-- Required work --
Give the listing again in full, exactly as it appears.

-- Material provided --
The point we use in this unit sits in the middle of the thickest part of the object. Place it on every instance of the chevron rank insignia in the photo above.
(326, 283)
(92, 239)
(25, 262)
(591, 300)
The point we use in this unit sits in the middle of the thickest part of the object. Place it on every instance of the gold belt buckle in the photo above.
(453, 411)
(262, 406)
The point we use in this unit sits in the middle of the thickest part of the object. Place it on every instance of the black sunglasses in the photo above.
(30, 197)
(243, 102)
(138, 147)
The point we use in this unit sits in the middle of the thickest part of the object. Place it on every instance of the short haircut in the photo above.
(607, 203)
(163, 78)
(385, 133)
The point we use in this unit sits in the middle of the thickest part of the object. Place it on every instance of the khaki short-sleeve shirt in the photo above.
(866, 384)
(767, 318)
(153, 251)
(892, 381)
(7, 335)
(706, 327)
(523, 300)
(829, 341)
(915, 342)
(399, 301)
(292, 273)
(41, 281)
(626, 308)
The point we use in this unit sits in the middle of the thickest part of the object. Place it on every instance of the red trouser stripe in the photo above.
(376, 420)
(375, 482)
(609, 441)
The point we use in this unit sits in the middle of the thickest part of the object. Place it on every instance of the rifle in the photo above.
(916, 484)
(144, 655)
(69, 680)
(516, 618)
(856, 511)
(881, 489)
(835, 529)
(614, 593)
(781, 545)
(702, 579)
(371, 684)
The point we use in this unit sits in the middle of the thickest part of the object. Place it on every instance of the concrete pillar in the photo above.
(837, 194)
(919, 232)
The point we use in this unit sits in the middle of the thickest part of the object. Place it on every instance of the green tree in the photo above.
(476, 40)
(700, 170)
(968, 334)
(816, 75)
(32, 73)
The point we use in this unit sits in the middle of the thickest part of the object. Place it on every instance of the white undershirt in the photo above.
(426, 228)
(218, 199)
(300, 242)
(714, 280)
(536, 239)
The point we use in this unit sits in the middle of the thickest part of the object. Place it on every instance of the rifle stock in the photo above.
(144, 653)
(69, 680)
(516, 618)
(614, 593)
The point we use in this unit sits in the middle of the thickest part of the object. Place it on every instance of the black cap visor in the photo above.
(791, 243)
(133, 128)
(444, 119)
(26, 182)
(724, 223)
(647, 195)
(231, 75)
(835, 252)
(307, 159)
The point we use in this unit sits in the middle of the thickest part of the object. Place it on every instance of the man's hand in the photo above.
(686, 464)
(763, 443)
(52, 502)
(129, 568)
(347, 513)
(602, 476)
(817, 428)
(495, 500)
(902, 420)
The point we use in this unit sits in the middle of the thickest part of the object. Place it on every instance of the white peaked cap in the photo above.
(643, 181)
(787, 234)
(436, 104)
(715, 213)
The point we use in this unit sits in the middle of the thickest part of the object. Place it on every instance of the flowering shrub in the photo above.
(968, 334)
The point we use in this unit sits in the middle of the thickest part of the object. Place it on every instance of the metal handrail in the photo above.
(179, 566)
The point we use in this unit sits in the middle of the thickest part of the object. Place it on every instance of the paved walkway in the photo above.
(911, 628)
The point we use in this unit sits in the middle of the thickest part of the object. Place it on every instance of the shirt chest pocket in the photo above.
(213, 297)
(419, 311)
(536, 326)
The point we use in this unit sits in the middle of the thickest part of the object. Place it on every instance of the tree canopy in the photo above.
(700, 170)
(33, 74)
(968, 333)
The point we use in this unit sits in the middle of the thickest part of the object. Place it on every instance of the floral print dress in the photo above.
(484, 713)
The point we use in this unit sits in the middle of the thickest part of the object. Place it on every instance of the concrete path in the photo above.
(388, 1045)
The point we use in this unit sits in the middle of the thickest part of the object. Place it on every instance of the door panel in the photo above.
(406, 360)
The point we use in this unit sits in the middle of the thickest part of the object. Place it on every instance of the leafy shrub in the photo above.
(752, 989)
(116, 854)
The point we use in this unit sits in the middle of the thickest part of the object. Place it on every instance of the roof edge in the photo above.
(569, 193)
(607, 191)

-- Written answer --
The point we use in this unit sits in the middle of the thickest part of the object. Place it on every instance of the chevron rank insignia in the photo above.
(326, 283)
(92, 239)
(25, 262)
(591, 300)
The point we use in this unit sits in the middle of the thickest part of the object. Place it on every instance of the gold belt buckle in the photo above.
(453, 411)
(262, 406)
The point we use in this unit sits in the middle of the thickest part of the object. Place it on every instance of the black sunglasses in the photo above.
(30, 197)
(243, 102)
(138, 147)
The point we use in this unit sits in the middle of the thickest part of the object. Place it on every instance of the short haircut in the photo above.
(607, 203)
(163, 78)
(385, 133)
The point we use in this unit sits in the middle of the thickest part of the object. Place it on every instance of the khaki short-sleeve shirt in the photo above.
(866, 384)
(767, 318)
(153, 251)
(892, 381)
(7, 335)
(706, 327)
(523, 300)
(829, 341)
(915, 342)
(399, 301)
(292, 273)
(41, 281)
(626, 308)
The point we use in this unit sits in the middle of the thickest part of the object. Place it on every instance of the red trouser stripe in the photo above.
(376, 420)
(375, 482)
(609, 441)
The point we use in this unit sits in the middle of the thickest part of the object. Place it on every instance of the rifle in the photo above.
(916, 484)
(144, 655)
(69, 680)
(516, 618)
(856, 511)
(881, 489)
(835, 529)
(614, 593)
(781, 545)
(702, 579)
(371, 684)
The point we use in this unit sits in the middle of the thickest part of the object. Place it on every instance of the concrete pillar in the photo above.
(837, 194)
(919, 232)
The point we use in this unit sits in the middle of the thickest part of the object. Place it on every instance of the green tree in the photo above.
(476, 40)
(700, 170)
(968, 334)
(816, 75)
(32, 73)
The point we use in this unit sits in the middle of the thickest part of the object. Place it on every instance of the white undershirt in the photo above.
(426, 228)
(218, 199)
(300, 242)
(714, 280)
(536, 239)
The point we use in this unit sits in the middle of the thickest part of the object. Place it on every instance of the rifle stock in the photo above.
(144, 653)
(69, 680)
(516, 618)
(614, 593)
The point we use in this unit sits in the middle of the thickest part of the object. Place it on every instance of the black cap visor in the photo above.
(791, 243)
(133, 128)
(444, 119)
(26, 182)
(724, 223)
(647, 195)
(231, 75)
(835, 252)
(307, 159)
The point we use in this unit sits in the middle of the thickest part of the object. Place it on every instance of the man's hand in the photo above.
(686, 464)
(763, 443)
(52, 502)
(129, 568)
(347, 513)
(602, 476)
(817, 428)
(495, 500)
(902, 420)
The point we use in this unit sits in the middle of the thickest part of the object. Place it on every instance of the white peaked cap in the photo above.
(643, 181)
(787, 234)
(436, 104)
(715, 213)
The point we use in this unit sits in the middle of the thickest part of the object. Place it on every instance of the flowering shrub in the photo above.
(968, 334)
The point we use in this unit sits in the middle of the thickest part of the object. Place it on every instance of the metal handrail in the photo above.
(179, 566)
The point we use in this unit sits in the middle of the thickest part of the object. Place it on every instance of the paved walkway in the photo above.
(911, 628)
The point we use in this unit sits in the middle of the thickest part of the object. Place it on every instance of the shirt chest pocket in the photo above.
(213, 297)
(419, 311)
(536, 326)
The point we use in this unit sits in the middle of the thickest part of the object. Place it on every instance of the tree canopy in the photo above.
(700, 170)
(33, 74)
(968, 333)
The point we use in this unit sits in the middle of the thickest part of the object. Place it on every instance of the floral print dress in the photo above.
(484, 713)
The point we use in this unit sits in the middle of the thickest part of the object. Place it on every instance of the concrete path in the photo above.
(388, 1045)
The point we use in this unit sits in the middle of the thickest part of the object. Place it on every instance of the door panel in the photo above.
(406, 360)
The point we use in this unit sits in the middle of the thickest part of the object. Place it on every instance of the leafy shrub in the photo above.
(752, 989)
(116, 854)
The point we use in this unit sits in the middle of the thickest part of the object. Place it on every instance of the roof edge in the photo above.
(569, 193)
(607, 191)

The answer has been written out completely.